[[ Document excerpt, beginning ]]

Global Warming Will Make Chocolate a Luxury Item
The latest victim of climate change could well be something we all take for granted. It is delicious, ubiquitous, and most people cannot think of dessert without it. The International Center for Tropical Agriculture (CIAT) recently released a report that states that chocolate will soon become a luxury item that a few can afford.
Various reports in the past have been leading up to this same fact. Unsustainable cultivation and labor practices in West Africa (where most cocoa is grown) are often cited as reasons for decline in chocolate production.
This report however, warns that chocolate is a heat-sensitive crop and even an increase of 2.3ºC in West Africa, "will render many of the region's cocoa-producing areas too hot for the plants that bear the fruit from which chocolate is made." This region produces about 70% of the world's cocoa. Earlier this year hundred of millions of trees were destroyed in an attempt to contain a virus. Areas growing cacao trees in the Amazon basin have been falling victim to fungal infections. The Mars candy company is joining USDA to sequence the cacao's genome before the fungal blight reaches West Africa.
The world's increasing appetite for chocolate is partially to blame, as farmers are planting cacao trees in marginal areas to satisfy demand. This leads to weaker trees which are more susceptible to disease. As farmers in Brazil start abandoning cacao farming, they take up more lucrative occupations like logging. Crops like palm-oil and rubber also have bigger financial reward than cocoa farming, which leads some farmers to burn forests for pasture and farmland and abandon them when the nutrients in the soil are used up.

[[ Document excerpt, end ]]

Reproduce the stretch of the chocolate and climate change text from "The world's increasing" through "are used up.", substituting "growers" for each occurrence of "farmers". None of the lines that come after the text are needed.

[[ Source information, beginning ]]

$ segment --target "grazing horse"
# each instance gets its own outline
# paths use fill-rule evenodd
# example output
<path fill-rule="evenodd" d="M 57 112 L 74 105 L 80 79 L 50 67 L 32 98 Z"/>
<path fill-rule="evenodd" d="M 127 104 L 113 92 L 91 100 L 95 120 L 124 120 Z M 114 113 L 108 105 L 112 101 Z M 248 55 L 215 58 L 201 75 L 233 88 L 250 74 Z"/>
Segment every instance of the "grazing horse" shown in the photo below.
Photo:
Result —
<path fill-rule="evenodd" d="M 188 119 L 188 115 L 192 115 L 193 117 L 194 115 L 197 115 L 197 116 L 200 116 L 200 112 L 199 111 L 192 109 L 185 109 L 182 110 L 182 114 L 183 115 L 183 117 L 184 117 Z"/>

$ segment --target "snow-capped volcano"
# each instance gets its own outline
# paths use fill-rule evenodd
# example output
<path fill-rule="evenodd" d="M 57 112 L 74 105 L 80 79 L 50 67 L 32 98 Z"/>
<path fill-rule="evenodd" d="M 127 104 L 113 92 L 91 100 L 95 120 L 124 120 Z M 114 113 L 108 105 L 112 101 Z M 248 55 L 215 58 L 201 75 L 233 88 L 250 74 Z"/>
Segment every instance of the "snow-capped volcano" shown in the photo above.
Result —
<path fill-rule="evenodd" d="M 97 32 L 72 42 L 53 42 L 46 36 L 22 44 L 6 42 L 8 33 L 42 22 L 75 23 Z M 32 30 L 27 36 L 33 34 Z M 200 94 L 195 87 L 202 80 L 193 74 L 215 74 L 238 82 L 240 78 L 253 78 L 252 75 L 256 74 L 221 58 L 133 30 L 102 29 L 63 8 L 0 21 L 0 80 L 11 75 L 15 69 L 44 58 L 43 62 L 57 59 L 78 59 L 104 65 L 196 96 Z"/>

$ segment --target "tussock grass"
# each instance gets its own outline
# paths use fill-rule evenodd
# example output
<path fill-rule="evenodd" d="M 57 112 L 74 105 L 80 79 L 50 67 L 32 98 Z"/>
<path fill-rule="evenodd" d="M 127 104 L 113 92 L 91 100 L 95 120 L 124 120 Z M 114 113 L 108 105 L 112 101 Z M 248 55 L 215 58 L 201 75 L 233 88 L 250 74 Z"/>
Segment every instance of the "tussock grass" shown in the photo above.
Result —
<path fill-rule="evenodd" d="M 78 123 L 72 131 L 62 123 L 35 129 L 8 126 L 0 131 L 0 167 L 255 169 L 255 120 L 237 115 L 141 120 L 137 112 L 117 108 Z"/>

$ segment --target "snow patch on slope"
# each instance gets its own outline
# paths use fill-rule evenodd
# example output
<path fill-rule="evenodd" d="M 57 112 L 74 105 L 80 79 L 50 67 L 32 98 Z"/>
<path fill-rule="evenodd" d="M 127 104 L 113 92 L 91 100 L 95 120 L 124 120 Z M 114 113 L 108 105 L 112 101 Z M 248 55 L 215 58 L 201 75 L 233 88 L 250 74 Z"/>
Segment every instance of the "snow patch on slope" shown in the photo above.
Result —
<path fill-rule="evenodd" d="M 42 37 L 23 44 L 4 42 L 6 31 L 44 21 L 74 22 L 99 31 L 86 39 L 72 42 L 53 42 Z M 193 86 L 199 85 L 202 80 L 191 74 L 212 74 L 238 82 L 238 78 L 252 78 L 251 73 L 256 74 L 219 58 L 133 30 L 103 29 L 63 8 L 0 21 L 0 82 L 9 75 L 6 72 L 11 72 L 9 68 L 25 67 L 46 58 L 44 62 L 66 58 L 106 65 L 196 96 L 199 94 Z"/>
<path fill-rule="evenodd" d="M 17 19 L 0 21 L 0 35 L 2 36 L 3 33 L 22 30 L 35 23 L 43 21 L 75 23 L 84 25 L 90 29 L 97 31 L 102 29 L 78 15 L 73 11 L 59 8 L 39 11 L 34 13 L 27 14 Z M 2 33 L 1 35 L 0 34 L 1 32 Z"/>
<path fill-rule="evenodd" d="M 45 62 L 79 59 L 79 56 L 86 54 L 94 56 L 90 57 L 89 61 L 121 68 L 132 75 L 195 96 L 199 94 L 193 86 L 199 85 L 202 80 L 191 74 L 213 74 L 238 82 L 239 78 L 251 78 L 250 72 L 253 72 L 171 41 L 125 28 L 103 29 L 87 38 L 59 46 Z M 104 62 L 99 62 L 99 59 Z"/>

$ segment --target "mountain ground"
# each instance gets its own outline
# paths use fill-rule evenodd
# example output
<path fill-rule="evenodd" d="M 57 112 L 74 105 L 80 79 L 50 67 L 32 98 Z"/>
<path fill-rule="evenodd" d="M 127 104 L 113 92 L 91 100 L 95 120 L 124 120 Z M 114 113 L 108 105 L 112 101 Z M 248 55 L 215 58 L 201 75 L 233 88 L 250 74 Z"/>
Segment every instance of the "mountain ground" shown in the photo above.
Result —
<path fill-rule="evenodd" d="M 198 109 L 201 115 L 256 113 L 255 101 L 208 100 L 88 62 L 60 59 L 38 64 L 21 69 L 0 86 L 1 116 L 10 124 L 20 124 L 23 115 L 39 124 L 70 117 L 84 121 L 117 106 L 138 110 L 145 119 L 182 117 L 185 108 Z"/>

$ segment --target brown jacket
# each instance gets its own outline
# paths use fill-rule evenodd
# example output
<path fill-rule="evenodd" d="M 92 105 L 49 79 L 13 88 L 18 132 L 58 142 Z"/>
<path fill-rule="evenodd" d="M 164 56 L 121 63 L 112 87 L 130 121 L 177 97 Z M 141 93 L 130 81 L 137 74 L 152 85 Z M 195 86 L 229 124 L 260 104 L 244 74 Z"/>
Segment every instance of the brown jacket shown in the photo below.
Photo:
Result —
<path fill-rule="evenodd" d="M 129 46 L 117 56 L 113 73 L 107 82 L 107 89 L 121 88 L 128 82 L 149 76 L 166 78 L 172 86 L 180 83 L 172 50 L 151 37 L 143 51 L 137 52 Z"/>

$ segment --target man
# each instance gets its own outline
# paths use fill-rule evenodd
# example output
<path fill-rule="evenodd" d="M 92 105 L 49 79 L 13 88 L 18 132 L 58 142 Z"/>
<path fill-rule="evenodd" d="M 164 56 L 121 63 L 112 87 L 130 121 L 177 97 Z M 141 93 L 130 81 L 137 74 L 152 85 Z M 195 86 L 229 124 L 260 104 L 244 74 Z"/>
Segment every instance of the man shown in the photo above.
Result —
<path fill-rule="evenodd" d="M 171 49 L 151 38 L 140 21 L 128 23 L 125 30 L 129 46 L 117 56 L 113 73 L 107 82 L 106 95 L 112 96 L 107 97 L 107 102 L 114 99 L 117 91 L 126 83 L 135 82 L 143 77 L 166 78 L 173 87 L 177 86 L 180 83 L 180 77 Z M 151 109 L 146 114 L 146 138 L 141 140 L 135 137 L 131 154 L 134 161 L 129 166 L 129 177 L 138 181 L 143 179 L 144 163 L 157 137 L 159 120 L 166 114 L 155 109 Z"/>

[[ Source information, end ]]

> **Reply**
The world's increasing appetite for chocolate is partially to blame, as growers are planting cacao trees in marginal areas to satisfy demand. This leads to weaker trees which are more susceptible to disease. As growers in Brazil start abandoning cacao farming, they take up more lucrative occupations like logging. Crops like palm-oil and rubber also have bigger financial reward than cocoa farming, which leads some growers to burn forests for pasture and farmland and abandon them when the nutrients in the soil are used up.